* _Text shown_:
# # # # #
Darpan News Desk IANS, 21 Apr, 2014 01:08 PM
    Narendra Modi is not far off the mark when he says that the May 16 results will be the Congress's worst.
     
    Drawing room and tea-stall chatter nowadays centres on whether the 128-year-old no longer a Grand Old Party will be able to reach the 100-seat mark in the 545-member Lok Sabha in which two MPs are nominated.
     
    It must be mortifying for the Congress that this figure has become something of a psychological marker. There will be a faint sigh of relief in its portals if the party can cross it, and a precipitous plunge into despair if it cannot.
     
    Yet, only three decades ago, when the party won 415 seats in 1984, few would have thought that such a low benchmark would become a crucial reference point for it.
     
    The only consolation for the Congress will be that such wild swings of fortune are not unknown in Indian politics. After all, the Bharatiya Janata Party (BJP), which is on the verge of recording its best ever performance, won only two seats in 1984.
     
    If anything, these fluctuations show that a stable two-party system is yet to emerge in the country, as in the West.
     
    For the Congress, however, the focus has to be on the post-poll scenario since a defeat is staring it in the face. More than the future of the party, its members and supporters must be wondering about the fate of the dynasty. Will it gradually fade away or will be it be able to lift itself by the bootstraps to face the challenges which it never anticipated ?
     
    Since four generations of the Nehru-Gandhi family - from Jawaharlal Nehru to Indira Gandhi, Rajiv and Sonia Gandhi and Rahul Gandhi - have been the mainstay of the Congress, it will not be easy for the party to cut its umbilical links all of a sudden.
     
    The expectation is that not only will the party men feel like orphans in the dynasty's absence, unable to think and decide for themselves, but that there will be no one to keep them from indulging in fratricidal warfare - a role which only the family was capable of playing.
     
     
    During the Congress's earlier periods of trouble, as the 1977 defeat in the aftermath of the Emergency, or the 1989 setback because of the Bofors howitzer scam, the party was fortunate in having charismatic family members like Indira and Rajiv to help it to claw back to power. If Rajiv hadn't been assassinated in 1991, it is quite possible that the Congress's 1991-96 stint would have been further prolonged.
     
    At present, however, neither Sonia nor her son, Rahul, can claim the kind of charisma and popularity for which Indira and Rajiv were known. To make matters worse, their economic outlook is not in sync with the post-liberalization India, where individual initiative has greater salience in an atmosphere of capitalist enterprise in contrast to the family's earlier emphasis on a public sector-driven controlled economy.
     
    Ironically, it is the Congress's arch-opponent, Modi, who has taken advantage of the prevailing mood of free enterprise although it is the Congress's prime minister, Narasimha Rao, who opened up the economy in 1991.
     
    Is the fact of Rao not being a family member (though a loyal Congressman) a cause of annoyance to the family's feudal instincts, making it virtually disown the economic reforms which he started?
# # # # #
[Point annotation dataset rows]
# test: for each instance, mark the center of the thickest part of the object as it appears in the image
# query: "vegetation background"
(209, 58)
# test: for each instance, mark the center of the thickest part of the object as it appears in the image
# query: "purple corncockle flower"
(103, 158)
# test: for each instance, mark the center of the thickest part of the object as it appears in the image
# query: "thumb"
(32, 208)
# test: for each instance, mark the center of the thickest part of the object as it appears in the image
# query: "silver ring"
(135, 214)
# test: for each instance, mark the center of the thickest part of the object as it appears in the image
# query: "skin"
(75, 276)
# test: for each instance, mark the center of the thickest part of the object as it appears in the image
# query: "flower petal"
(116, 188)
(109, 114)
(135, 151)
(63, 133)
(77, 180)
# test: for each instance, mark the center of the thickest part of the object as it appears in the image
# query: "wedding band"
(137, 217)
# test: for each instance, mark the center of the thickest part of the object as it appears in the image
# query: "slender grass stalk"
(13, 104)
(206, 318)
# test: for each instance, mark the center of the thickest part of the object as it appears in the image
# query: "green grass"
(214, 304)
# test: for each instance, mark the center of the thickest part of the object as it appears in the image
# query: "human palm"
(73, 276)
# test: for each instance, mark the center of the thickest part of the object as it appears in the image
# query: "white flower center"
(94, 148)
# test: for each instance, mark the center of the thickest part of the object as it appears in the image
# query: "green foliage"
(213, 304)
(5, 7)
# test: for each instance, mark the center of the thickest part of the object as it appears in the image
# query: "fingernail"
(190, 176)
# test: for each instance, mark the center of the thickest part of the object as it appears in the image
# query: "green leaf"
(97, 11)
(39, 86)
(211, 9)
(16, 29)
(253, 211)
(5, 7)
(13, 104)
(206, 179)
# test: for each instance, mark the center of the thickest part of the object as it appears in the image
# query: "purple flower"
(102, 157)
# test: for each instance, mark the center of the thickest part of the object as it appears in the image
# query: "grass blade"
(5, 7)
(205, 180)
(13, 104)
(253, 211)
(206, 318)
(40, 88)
# # # # #
Answer these from the article on the Congress party:
(a) How many seats did the Congress win in 1984?
(b) How many seats did the BJP win in 1984?
(c) Which Congress prime minister opened up the economy in 1991?
The rows have nothing to do with this.

* _Exercise output_:
(a) 415 seats
(b) Two seats
(c) Narasimha Rao